── STUDY TEXT ──
This script is supposed to be based on a story by Hemingway, although Armand Assante points out in the special features that Hemingway's story was only seven pages long, so the movie really only retained his general theme and concept. The intense Mr. Assante expounds at length on Hemingway's life and themes in an unrehearsed interview, and he obviously knows what he's talking about. He is either a very scholarly fellow, or he did a boatload of research for the role, or both. The other actors are also interviewed, but they have nothing very interesting to say, just how they really enjoyed the water and loved working with the other actors and that kind of crap. Assante, on the other hand, is fascinating. I had no idea he was so learned. He makes the point that Hemingway was obsessed with America's loss of spiritual values, which left it bereft when the stock market crash took away the country's true god, wealth. Both before and after the Great Crash, Hemingway liked to question how far people would compromise their values in pursuit of large sums of money, and this script follows up on that question.
While it isn't a blockbuster, it really isn't a bad film at all. It is possibly one of the ten best movies ever to premiere on cable TV, and is certainly one of the best from the USA Network. I'm guessing, based upon the existence of a lovely widescreen version, that they hoped for a theatrical distribution that never materialized. The only thing I disliked about the script was the introduction of completely irrelevant minor characters that slowed the pace. (For example, there were some tough Irish guys who were always picking a fight with Bratt, but they didn't figure into the film's resolution at all, and could easily have been written out.)
Some fun performances highlight the film. The handsome Bratt plays the straight man with a touch of irony, ala Clark Gable. That seems to be Bratt's designated role at this point in his career, to play the George Clooney roles in projects too small for the real Clooney. He does it well, and the two women provide a good period feel and a sense of strength. The rest of the male cast hams it up big-time, led by Assante, Stephen Lang and Nestor Serrano, but it's all in the spirit of the script, and I generally enjoyed it. After all, every Bogart needs his Sydney Greenstreet.
Assante brought a spiritual ambiguity to his part that made it the most complex role in the film. While the other baddies were rotten to the core, Assante's character was only slightly farther off the straight and narrow than Bratt's. You might compare Assante and Bratt in this film to Claude Rains and Bogart in Casablanca - the admitted, blatant crook who is not really all that corrupt, and the good guy who is too cynical to be all that good.
comments in yellow:
After the Storm is a made for TV crime adventure inspired by a Hemingway short story. It features a standard plot line, with a good guy and evil guy each trying to salvage the wreckage of a luxury yacht. As is usual, they each have girlfriends, one good, the other evil and scheming. Naturally, they end up having to work together in an uneasy alliance to stay a step ahead of the really, really evil guys.
While the plot was trite and the film was a little show as it established characters (and introduced some minor players that were unnecessary to the plot), it had great pace once it got started. It is beautifully filmed and well acted, has plenty of double crosses, and leads up to a superb ending. It won best feature film at both of the festivals where it was shown. Very good genre effort.
───
▶ **SET OF TASKS**:
1 > From the film review, quote everything from "Some fun performances" down to "his Sydney Greenstreet.".
2 > List every performer outside this film's cast whom the film review names for comparison with its actors.
── INFORMATION PROVIDED ──
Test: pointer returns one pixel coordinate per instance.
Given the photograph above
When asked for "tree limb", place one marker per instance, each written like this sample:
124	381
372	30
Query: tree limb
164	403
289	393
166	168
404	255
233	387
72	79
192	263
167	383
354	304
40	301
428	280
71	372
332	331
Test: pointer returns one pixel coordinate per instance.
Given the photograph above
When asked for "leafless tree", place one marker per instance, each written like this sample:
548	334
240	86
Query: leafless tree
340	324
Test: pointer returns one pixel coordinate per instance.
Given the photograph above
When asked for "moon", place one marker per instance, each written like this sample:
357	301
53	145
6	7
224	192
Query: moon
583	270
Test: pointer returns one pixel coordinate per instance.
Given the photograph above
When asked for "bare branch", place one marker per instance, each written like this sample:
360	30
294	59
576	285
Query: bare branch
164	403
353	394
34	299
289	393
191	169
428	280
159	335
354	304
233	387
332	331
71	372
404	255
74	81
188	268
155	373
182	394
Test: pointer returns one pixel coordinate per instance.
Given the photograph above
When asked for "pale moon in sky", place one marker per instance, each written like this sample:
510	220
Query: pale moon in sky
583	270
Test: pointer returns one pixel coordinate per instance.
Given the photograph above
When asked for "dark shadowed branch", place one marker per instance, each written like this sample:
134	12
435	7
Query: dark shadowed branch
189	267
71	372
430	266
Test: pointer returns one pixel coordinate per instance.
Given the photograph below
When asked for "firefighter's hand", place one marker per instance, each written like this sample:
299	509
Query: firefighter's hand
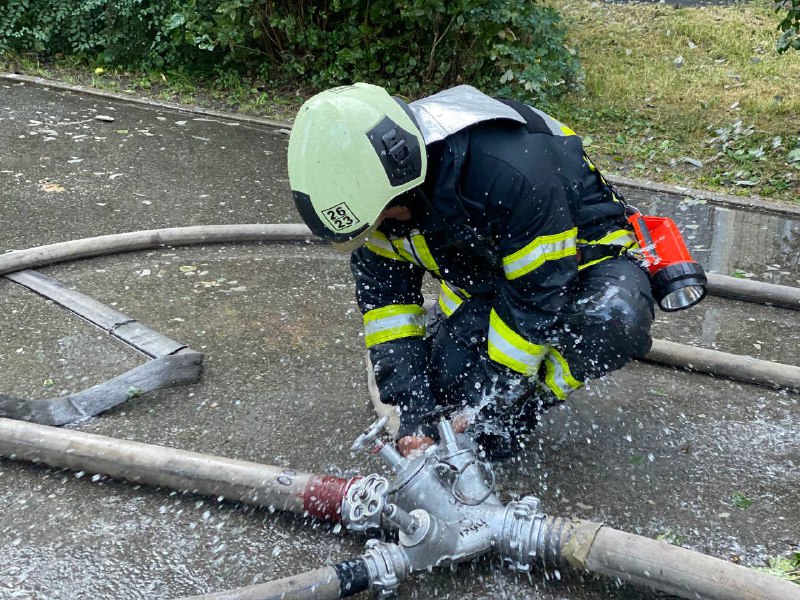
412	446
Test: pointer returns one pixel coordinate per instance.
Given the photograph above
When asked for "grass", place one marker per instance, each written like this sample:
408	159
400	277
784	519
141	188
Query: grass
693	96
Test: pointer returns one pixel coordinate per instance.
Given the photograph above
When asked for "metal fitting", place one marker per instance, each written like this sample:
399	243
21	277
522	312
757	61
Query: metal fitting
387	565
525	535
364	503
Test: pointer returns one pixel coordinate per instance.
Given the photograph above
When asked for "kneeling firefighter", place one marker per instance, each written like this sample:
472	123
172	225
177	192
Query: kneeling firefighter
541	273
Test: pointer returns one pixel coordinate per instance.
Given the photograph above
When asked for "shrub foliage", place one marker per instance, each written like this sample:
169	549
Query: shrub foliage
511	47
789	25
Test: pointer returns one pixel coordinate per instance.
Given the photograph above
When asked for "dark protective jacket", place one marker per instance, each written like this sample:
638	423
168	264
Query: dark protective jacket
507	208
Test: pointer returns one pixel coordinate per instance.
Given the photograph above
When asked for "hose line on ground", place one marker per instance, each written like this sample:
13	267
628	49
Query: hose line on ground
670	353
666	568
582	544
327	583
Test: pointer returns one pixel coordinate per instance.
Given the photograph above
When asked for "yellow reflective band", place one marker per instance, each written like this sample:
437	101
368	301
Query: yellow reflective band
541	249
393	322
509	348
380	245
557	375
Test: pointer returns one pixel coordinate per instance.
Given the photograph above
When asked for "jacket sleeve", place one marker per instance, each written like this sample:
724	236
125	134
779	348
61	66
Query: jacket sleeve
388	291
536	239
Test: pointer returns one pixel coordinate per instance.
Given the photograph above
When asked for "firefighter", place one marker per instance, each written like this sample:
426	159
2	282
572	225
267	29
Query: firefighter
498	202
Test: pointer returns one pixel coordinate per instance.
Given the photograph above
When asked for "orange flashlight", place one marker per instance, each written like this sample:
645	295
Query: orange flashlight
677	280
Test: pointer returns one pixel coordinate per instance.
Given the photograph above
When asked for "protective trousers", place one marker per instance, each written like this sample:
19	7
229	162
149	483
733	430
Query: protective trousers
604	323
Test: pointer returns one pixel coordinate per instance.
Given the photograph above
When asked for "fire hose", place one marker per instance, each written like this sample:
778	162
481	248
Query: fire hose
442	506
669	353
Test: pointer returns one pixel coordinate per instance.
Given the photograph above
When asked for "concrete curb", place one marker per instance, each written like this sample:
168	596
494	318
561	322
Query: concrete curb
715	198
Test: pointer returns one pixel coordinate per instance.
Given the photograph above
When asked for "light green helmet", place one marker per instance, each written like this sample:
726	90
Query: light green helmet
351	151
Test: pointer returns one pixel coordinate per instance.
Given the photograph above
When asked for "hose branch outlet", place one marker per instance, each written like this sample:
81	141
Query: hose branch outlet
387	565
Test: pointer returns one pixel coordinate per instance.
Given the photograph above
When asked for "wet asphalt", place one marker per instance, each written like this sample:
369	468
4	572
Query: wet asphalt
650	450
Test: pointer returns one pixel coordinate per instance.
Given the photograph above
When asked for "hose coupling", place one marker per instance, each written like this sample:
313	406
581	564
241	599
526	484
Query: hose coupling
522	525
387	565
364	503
───
── INFORMATION PROVIDED ──
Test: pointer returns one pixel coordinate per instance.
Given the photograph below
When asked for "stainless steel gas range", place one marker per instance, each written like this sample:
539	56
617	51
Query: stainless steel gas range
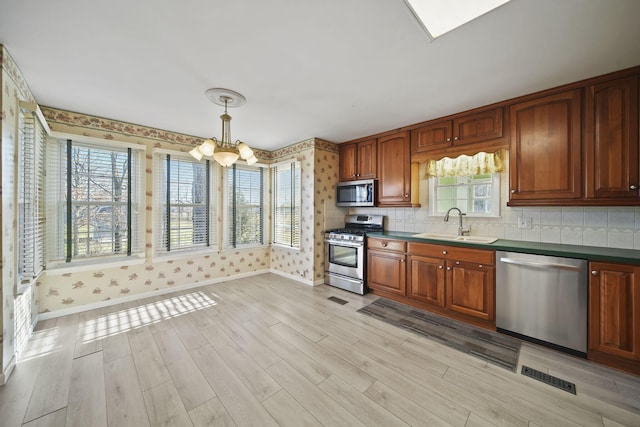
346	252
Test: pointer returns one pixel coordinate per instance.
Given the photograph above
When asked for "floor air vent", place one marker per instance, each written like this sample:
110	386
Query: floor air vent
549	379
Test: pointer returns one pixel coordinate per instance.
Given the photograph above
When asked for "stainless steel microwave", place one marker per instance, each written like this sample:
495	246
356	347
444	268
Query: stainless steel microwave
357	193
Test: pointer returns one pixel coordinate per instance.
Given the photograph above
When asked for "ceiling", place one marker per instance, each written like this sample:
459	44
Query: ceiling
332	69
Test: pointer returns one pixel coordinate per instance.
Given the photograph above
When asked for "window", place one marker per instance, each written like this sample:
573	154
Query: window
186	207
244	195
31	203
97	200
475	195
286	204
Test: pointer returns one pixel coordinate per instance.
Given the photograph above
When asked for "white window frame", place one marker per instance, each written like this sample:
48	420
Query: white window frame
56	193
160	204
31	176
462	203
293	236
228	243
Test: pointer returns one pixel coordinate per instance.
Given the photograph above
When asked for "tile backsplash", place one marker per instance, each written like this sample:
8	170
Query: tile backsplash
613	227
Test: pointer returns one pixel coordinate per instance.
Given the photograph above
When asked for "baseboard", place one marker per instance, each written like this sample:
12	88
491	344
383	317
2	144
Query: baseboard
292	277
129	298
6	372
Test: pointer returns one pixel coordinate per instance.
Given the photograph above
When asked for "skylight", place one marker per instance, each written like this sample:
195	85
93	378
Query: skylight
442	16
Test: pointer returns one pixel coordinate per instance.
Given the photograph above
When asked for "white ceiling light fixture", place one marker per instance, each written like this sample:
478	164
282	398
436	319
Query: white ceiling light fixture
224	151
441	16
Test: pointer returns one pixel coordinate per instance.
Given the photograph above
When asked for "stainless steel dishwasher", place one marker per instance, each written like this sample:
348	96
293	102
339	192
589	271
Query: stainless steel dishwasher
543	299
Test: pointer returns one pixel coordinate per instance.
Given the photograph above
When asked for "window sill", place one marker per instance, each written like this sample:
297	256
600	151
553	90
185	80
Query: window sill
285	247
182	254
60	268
───
▶ **RESPONSES PER TASK**:
1 >
Some fun performances highlight the film. The handsome Bratt plays the straight man with a touch of irony, ala Clark Gable. That seems to be Bratt's designated role at this point in his career, to play the George Clooney roles in projects too small for the real Clooney. He does it well, and the two women provide a good period feel and a sense of strength. The rest of the male cast hams it up big-time, led by Assante, Stephen Lang and Nestor Serrano, but it's all in the spirit of the script, and I generally enjoyed it. After all, every Bogart needs his Sydney Greenstreet.

2 >
- Clark Gable
- George Clooney
- Bogart
- Sydney Greenstreet
- Claude Rains